= Goal =
Lay out every line of the entries below as a Markdown table with two columns, Row and Line. Number the rows, skip blank lines, and leave the pictures out.

= Records supplied =
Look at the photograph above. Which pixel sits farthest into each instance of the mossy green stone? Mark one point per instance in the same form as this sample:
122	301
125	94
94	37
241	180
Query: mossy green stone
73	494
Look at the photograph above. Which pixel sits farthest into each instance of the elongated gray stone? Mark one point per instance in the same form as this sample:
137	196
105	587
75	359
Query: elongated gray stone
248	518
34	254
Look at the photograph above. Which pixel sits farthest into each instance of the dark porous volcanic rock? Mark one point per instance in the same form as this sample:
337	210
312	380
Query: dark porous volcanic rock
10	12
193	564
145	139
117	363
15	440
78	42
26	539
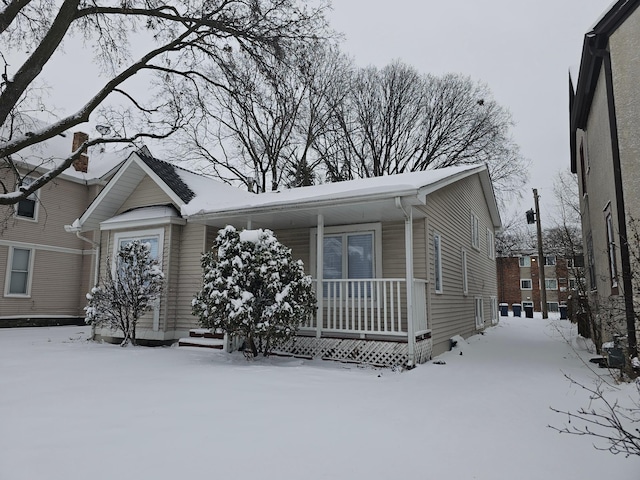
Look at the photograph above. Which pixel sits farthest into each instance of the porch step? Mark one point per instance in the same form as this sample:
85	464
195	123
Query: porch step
215	343
203	337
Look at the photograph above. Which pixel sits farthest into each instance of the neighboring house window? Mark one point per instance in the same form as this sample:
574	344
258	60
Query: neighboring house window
494	310
479	313
475	231
19	272
525	284
591	263
491	248
611	245
465	278
28	207
437	262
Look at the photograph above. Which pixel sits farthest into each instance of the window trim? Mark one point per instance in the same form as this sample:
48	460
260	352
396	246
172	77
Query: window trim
465	273
9	272
34	197
491	247
376	228
437	266
475	231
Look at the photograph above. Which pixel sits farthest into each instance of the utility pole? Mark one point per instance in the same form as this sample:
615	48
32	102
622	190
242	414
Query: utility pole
541	262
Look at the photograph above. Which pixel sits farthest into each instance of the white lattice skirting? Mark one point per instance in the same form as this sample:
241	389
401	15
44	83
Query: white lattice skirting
370	352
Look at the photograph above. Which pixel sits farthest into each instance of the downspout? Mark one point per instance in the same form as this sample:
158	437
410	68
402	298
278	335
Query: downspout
408	255
622	225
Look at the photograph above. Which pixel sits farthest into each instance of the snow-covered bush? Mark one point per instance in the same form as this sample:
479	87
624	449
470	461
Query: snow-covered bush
253	289
128	292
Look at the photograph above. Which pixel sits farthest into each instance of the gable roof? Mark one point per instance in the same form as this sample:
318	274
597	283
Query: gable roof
300	206
181	187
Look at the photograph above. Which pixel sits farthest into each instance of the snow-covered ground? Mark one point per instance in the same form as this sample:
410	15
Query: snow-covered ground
72	409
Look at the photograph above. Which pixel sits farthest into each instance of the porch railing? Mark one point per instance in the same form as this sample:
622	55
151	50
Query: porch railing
370	306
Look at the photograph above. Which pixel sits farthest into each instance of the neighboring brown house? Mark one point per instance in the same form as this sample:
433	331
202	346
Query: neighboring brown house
519	280
605	153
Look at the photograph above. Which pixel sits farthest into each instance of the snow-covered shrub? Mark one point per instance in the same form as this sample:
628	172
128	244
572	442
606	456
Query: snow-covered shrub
128	292
252	288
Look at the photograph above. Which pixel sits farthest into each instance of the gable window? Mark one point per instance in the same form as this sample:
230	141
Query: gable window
437	262
475	231
491	249
611	247
27	208
465	278
525	261
19	272
525	284
479	313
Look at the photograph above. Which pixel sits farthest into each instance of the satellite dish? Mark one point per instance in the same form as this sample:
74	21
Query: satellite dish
103	129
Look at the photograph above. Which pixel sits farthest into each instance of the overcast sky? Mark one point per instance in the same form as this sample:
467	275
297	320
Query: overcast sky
521	49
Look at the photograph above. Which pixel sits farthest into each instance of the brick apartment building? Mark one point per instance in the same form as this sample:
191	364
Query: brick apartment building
519	280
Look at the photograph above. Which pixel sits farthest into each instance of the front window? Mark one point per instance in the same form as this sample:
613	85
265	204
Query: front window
437	262
19	272
27	208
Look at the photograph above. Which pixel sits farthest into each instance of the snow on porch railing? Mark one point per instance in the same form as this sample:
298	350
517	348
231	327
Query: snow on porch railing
370	306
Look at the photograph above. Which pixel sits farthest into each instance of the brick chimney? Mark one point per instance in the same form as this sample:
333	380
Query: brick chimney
82	163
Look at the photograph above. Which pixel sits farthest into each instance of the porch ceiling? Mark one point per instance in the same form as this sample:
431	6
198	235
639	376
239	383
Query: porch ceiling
293	216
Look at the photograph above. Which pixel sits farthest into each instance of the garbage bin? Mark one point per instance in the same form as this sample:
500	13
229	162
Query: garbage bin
517	309
563	312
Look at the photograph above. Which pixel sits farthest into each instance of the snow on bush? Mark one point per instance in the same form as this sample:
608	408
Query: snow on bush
127	293
253	289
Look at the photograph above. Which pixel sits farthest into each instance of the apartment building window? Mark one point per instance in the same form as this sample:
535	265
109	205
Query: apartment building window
525	284
475	231
611	245
19	272
28	207
437	262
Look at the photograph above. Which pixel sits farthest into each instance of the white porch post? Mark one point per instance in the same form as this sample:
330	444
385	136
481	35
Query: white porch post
408	247
319	273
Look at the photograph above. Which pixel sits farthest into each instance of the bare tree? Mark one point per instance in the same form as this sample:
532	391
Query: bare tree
188	42
396	120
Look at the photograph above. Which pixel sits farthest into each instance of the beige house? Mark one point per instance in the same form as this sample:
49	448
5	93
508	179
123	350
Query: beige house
44	271
605	148
404	262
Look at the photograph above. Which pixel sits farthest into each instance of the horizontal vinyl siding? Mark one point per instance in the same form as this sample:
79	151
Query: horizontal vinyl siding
449	215
192	246
146	193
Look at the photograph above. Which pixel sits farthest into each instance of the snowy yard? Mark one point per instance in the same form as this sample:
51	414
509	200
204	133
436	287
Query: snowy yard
72	409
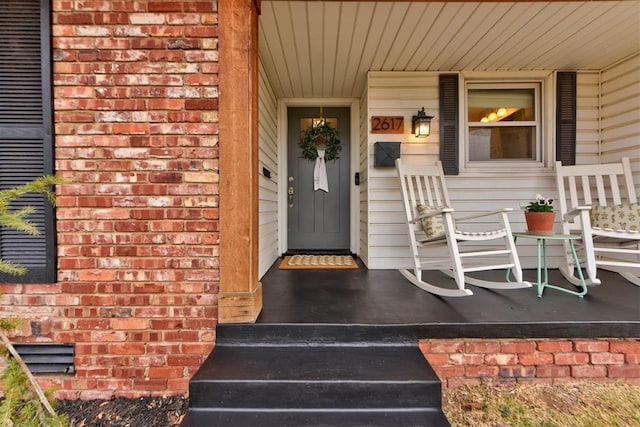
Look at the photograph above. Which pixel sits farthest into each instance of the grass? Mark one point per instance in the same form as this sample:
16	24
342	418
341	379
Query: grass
579	405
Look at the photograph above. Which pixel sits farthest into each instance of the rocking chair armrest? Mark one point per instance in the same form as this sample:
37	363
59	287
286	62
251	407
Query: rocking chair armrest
568	217
430	214
481	214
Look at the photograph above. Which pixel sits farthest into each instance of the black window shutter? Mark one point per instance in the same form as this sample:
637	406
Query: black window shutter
566	117
449	143
26	134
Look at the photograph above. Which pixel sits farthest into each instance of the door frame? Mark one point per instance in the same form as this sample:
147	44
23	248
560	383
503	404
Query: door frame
354	190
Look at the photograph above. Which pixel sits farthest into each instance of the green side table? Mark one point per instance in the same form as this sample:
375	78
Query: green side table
542	260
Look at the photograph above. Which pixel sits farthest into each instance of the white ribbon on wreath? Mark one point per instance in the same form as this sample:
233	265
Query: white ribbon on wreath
320	181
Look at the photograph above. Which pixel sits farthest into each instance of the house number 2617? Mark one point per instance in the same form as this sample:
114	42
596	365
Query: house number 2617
387	124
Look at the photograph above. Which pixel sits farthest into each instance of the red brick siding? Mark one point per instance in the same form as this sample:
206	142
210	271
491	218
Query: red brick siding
553	361
135	107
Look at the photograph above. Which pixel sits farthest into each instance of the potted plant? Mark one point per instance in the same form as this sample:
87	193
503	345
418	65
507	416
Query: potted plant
539	215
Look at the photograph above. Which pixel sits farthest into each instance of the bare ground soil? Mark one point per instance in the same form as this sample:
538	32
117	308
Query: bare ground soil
123	412
583	405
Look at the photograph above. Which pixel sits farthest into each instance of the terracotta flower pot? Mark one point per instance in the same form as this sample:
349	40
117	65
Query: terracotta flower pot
540	222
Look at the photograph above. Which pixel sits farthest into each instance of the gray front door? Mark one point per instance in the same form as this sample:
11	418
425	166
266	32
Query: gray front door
317	219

= Task answer =
| Row | Line |
|---|---|
| 1 | Look at the photograph above. Which pixel sits farthest into each instance of the mossy green stone? Mark one point per instance in the same form as this sample: |
| 2 | 122	301 |
| 3 | 125	94 |
| 4 | 94	37 |
| 5 | 241	180 |
| 6 | Query: mossy green stone |
| 7 | 73	494 |
| 8 | Look at the photograph above. Which pixel sits farthest into each instance of the elongated gray stone? Mark one point per instance in the same form as this sample: |
| 9 | 137	196 |
| 10 | 105	587 |
| 11 | 75	359 |
| 12 | Query: elongated gray stone |
| 13 | 248	518 |
| 14 | 34	254 |
| 15 | Look at the photograph above. Which pixel sits farthest into each instance of the dark porous volcanic rock? Mark one point per instance in the same form as this sample: |
| 16 | 337	210 |
| 17 | 312	380 |
| 18 | Query: dark porous volcanic rock |
| 19 | 10	12 |
| 20 | 193	564 |
| 21 | 145	139 |
| 22 | 117	363 |
| 23 | 15	440 |
| 24 | 78	42 |
| 25 | 26	539 |
| 26 | Look at the photograph above. Which pixel sits farthest into each instance of the porch step? Mark one point per instance in the same form as this sample: |
| 27 | 85	464 |
| 28 | 195	123 |
| 29 | Query: porch step |
| 30 | 215	343 |
| 31 | 203	337 |
| 32 | Look at the photograph above. Which pixel sits farthest into each instance of the neighboring house window? Mark one point per instance in the same form as this sample: |
| 33 | 574	344 |
| 34 | 258	60 |
| 35 | Query: neighboring house window |
| 36 | 494	310 |
| 37 | 479	313 |
| 38 | 475	231 |
| 39 | 19	272 |
| 40 | 525	284 |
| 41 | 591	263 |
| 42 | 491	248 |
| 43 | 611	245 |
| 44 | 465	278 |
| 45 | 28	207 |
| 46 | 437	262 |
| 47 | Look at the photograph above. Which pixel sits farthest into each instance of the window trim? Mark one point per instance in the same form as this sample: |
| 48 | 48	460 |
| 49 | 260	352 |
| 50 | 396	246 |
| 51 | 172	77 |
| 52 | Query: window trim |
| 53 | 465	273 |
| 54 | 9	272 |
| 55 | 34	197 |
| 56 | 491	247 |
| 57 | 376	228 |
| 58 | 437	266 |
| 59 | 475	231 |
| 60 | Look at the photograph above. Which pixel sits farthest into each instance of the utility pole? Mark one point per instance in the same form as this sample: |
| 61 | 615	48 |
| 62 | 32	102 |
| 63 | 622	190 |
| 64 | 242	414 |
| 65 | Query: utility pole |
| 66 | 541	262 |
| 67 | Look at the photograph above. Which pixel sits farthest into each instance of the white lattice skirting? Mark one point per instance in the same form as this sample: |
| 68 | 241	389 |
| 69 | 401	15 |
| 70 | 44	83 |
| 71 | Query: white lattice skirting |
| 72 | 370	352 |
| 73 | Look at the photograph above. Which pixel sits farthest into each instance of the downspout? Mark one point per instance in the same form as this sample: |
| 74 | 158	437 |
| 75 | 410	68 |
| 76 | 402	298 |
| 77 | 278	335 |
| 78 | Query: downspout |
| 79 | 408	255 |
| 80 | 622	225 |
| 81 | Look at the photograph above. Which pixel sits farthest into each instance of the snow-covered bush? Mark one point per instance in the same form as this sample: |
| 82 | 479	87 |
| 83 | 624	449 |
| 84 | 470	461 |
| 85 | Query: snow-covered bush |
| 86 | 253	289 |
| 87 | 128	292 |
| 88 | Look at the photograph above. Which pixel sits farthest into each instance of the gable roof? Mark one point per instance in the same form as this sample: |
| 89 | 318	274 |
| 90 | 597	283 |
| 91 | Query: gable roof |
| 92 | 300	206 |
| 93 | 181	187 |
| 94 | Look at the photograph above. Which pixel sits farthest into each instance of the snow-covered ground? Mark one point per instance in the same form as this sample: |
| 95 | 410	15 |
| 96 | Query: snow-covered ground |
| 97 | 72	409 |
| 98 | Look at the photograph above. Which pixel sits farthest into each instance of the porch railing? Mark one point per instance in the same form as this sample: |
| 99 | 622	55 |
| 100 | 151	50 |
| 101 | Query: porch railing |
| 102 | 370	306 |
| 103 | Look at the photograph above. Which pixel sits farthest into each instance of the neighboring brown house? Mark one point per instance in the same form as this sample: |
| 104 | 433	331 |
| 105 | 202	346 |
| 106 | Query: neighboring brown house |
| 107 | 519	280 |
| 108 | 605	153 |
| 109 | Look at the photograph above. Which pixel sits farthest into each instance of the snow-covered shrub? Mark one point per instance in the same form as this sample: |
| 110 | 628	172 |
| 111 | 128	244 |
| 112 | 572	442 |
| 113 | 606	456 |
| 114 | Query: snow-covered shrub |
| 115 | 128	292 |
| 116 | 252	288 |
| 117 | Look at the photograph above. Which pixel sits farthest into each instance of the gable window? Mark one point per instance in the same form as this sample: |
| 118 | 230	141 |
| 119 | Query: gable window |
| 120 | 437	262 |
| 121 | 475	231 |
| 122 | 491	249 |
| 123 | 611	247 |
| 124 | 27	208 |
| 125 | 465	278 |
| 126 | 525	261 |
| 127 | 19	272 |
| 128 | 525	284 |
| 129 | 479	313 |
| 130 | Look at the photograph above. Which pixel sits farthest into each instance of the satellite dish? Mark one point per instance in the same form as this sample: |
| 131 | 74	21 |
| 132 | Query: satellite dish |
| 133 | 103	129 |
| 134 | Look at the photograph above. Which pixel sits farthest into each instance of the overcast sky? Mark one point per instance in the same form as this sample: |
| 135 | 467	275 |
| 136 | 297	320 |
| 137 | Query: overcast sky |
| 138 | 521	49 |
| 139 | Look at the photograph above. Which pixel sits farthest into each instance of the brick apartment building? Mark one point per instance in the same form as this sample: |
| 140 | 191	364 |
| 141 | Query: brick apartment building |
| 142 | 519	280 |
| 143 | Look at the photograph above. Which pixel sits farthest into each instance of the front window? Mark one point per instance in the same form as this sample: |
| 144 | 613	85 |
| 145 | 265	204 |
| 146 | Query: front window |
| 147 | 437	262 |
| 148 | 19	272 |
| 149 | 27	208 |
| 150 | Look at the photograph above. Which pixel sits farthest into each instance of the snow on porch railing? Mark one point per instance in the same form as this sample: |
| 151 | 298	350 |
| 152 | 517	348 |
| 153 | 231	327 |
| 154 | Query: snow on porch railing |
| 155 | 370	306 |
| 156 | Look at the photograph above. Which pixel sits farthest into each instance of the brick chimney? Mark one point per instance in the same form as this sample: |
| 157 | 333	380 |
| 158 | Query: brick chimney |
| 159 | 82	163 |
| 160 | Look at the photograph above. Which pixel sits farthest into each instance of the porch ceiling? Mark one point per instance in the same form as this sample: |
| 161 | 431	6 |
| 162 | 198	235 |
| 163 | 639	376 |
| 164 | 239	383 |
| 165 | Query: porch ceiling |
| 166 | 293	216 |
| 167 | Look at the photograph above. Which pixel sits farthest into each instance of the garbage bin? Mark one point per instance in the same form as this sample: |
| 168 | 500	13 |
| 169 | 229	162 |
| 170 | Query: garbage bin |
| 171 | 517	309 |
| 172 | 563	312 |
| 173 | Look at the photograph above. Which pixel sits farthest into each instance of the snow on bush? Mark one point per instance in the same form as this sample: |
| 174 | 608	408 |
| 175 | Query: snow on bush |
| 176 | 127	293 |
| 177 | 253	289 |
| 178 | Look at the photograph above. Which pixel sits farthest into each instance of the apartment building window? Mark one point per instance in the same form as this sample: |
| 179 | 535	265 |
| 180 | 109	205 |
| 181 | Query: apartment building window |
| 182 | 525	284 |
| 183 | 475	231 |
| 184 | 611	245 |
| 185 | 19	272 |
| 186 | 28	207 |
| 187 | 437	262 |
| 188 | Look at the photograph above. Which pixel sits farthest into each instance of the white porch post? Mark one point per instance in the same form as this sample: |
| 189 | 330	444 |
| 190 | 385	136 |
| 191 | 481	35 |
| 192 | Query: white porch post |
| 193 | 408	247 |
| 194 | 319	273 |
| 195 | Look at the photograph above. Which pixel sits farthest into each instance of the bare tree? Mark one point per instance in the same form as this sample: |
| 196 | 532	391 |
| 197 | Query: bare tree |
| 198 | 188	42 |
| 199 | 396	120 |
| 200 | Look at the photograph above. Which pixel sits farthest into each instance of the beige house? Mark one point per instance in the same form as this sample: |
| 201 | 49	448 |
| 202 | 5	93 |
| 203 | 508	179 |
| 204 | 123	350 |
| 205 | Query: beige house |
| 206 | 44	271 |
| 207 | 605	148 |
| 208 | 404	262 |
| 209 | Look at the photograph above. Which pixel sits farthest into each instance of the horizontal vinyl siding? Mark one point per instance in the same form as this sample: |
| 210 | 79	151 |
| 211 | Query: horizontal vinyl siding |
| 212 | 449	215 |
| 213 | 192	246 |
| 214 | 146	193 |
| 215 | Look at the photograph above. Which pixel sits farthest into each instance of the snowy yard? Mark one point per instance in the same form as this sample: |
| 216 | 51	414 |
| 217 | 509	200 |
| 218 | 204	133 |
| 219 | 436	287 |
| 220 | Query: snowy yard |
| 221 | 72	409 |
| 222 | Look at the photograph above. Which pixel sits farthest into each instance of the grass? Mark one point per instance in the same form as this sample: |
| 223 | 16	24 |
| 224 | 342	418 |
| 225 | 341	379 |
| 226 | Query: grass |
| 227 | 579	405 |
| 228 | Look at the photograph above. Which pixel sits farthest into each instance of the rocking chair armrest? Mark one point per instance in the same form as this sample: |
| 229 | 37	363 |
| 230 | 59	287 |
| 231 | 286	62 |
| 232 | 251	407 |
| 233 | Query: rocking chair armrest |
| 234 | 568	217 |
| 235 | 430	214 |
| 236 | 481	214 |
| 237 | Look at the photograph above. Which pixel sits farthest into each instance of the black window shutter? Mark one point per instance in the same form as this sample: |
| 238 | 637	406 |
| 239 | Query: black window shutter |
| 240 | 566	117 |
| 241 | 449	143 |
| 242 | 26	134 |
| 243 | Look at the photograph above. Which pixel sits farthest into each instance of the door frame? Mark one point per instance in the same form as this sample: |
| 244 | 147	44 |
| 245 | 23	248 |
| 246 | 560	383 |
| 247 | 503	404 |
| 248 | Query: door frame |
| 249 | 354	190 |
| 250 | Look at the photograph above. Which pixel sits farthest into each instance of the green side table? Mark one point per instance in the same form as this sample: |
| 251 | 375	78 |
| 252 | Query: green side table |
| 253 | 542	260 |
| 254 | Look at the photograph above. Which pixel sits farthest into each instance of the white ribbon on wreath? Mark one point per instance in the same form as this sample: |
| 255 | 233	265 |
| 256 | Query: white ribbon on wreath |
| 257 | 320	181 |
| 258 | Look at the photograph above. Which pixel sits farthest into each instance of the house number 2617? Mark one point per instance in the same form as this sample: |
| 259 | 114	42 |
| 260 | 596	365 |
| 261 | Query: house number 2617 |
| 262 | 387	124 |
| 263 | Look at the photograph above. Which pixel sits farthest into each instance of the red brick siding? Mark one point per instance in the same form as this sample: |
| 264 | 206	142 |
| 265 | 210	271 |
| 266 | 491	218 |
| 267 | Query: red brick siding |
| 268 | 553	361 |
| 269 | 135	107 |
| 270 | Look at the photograph above. Which pixel sits farthest into each instance of the potted plant? Mark one point per instance in the same form as this sample: |
| 271 | 87	193 |
| 272 | 503	345 |
| 273 | 418	65 |
| 274 | 507	416 |
| 275 | Query: potted plant |
| 276 | 539	215 |
| 277 | Look at the photograph above. Which pixel sits farthest into each instance of the bare ground soil? Mark one point per instance in the same form as this sample: |
| 278 | 538	32 |
| 279 | 117	308 |
| 280 | Query: bare ground soil |
| 281 | 123	412 |
| 282 | 583	405 |
| 283 | Look at the photograph above. Which pixel sits farthest into each instance of the terracotta flower pot? Mark one point per instance in the same form as this sample: |
| 284 | 349	40 |
| 285 | 117	65 |
| 286 | Query: terracotta flower pot |
| 287 | 540	222 |
| 288 | Look at the photograph above. Which pixel sits farthest into each instance of the gray front door? Mark one point per instance in the same form as this sample: |
| 289 | 11	418 |
| 290 | 425	166 |
| 291 | 266	32 |
| 292 | Query: gray front door |
| 293 | 317	219 |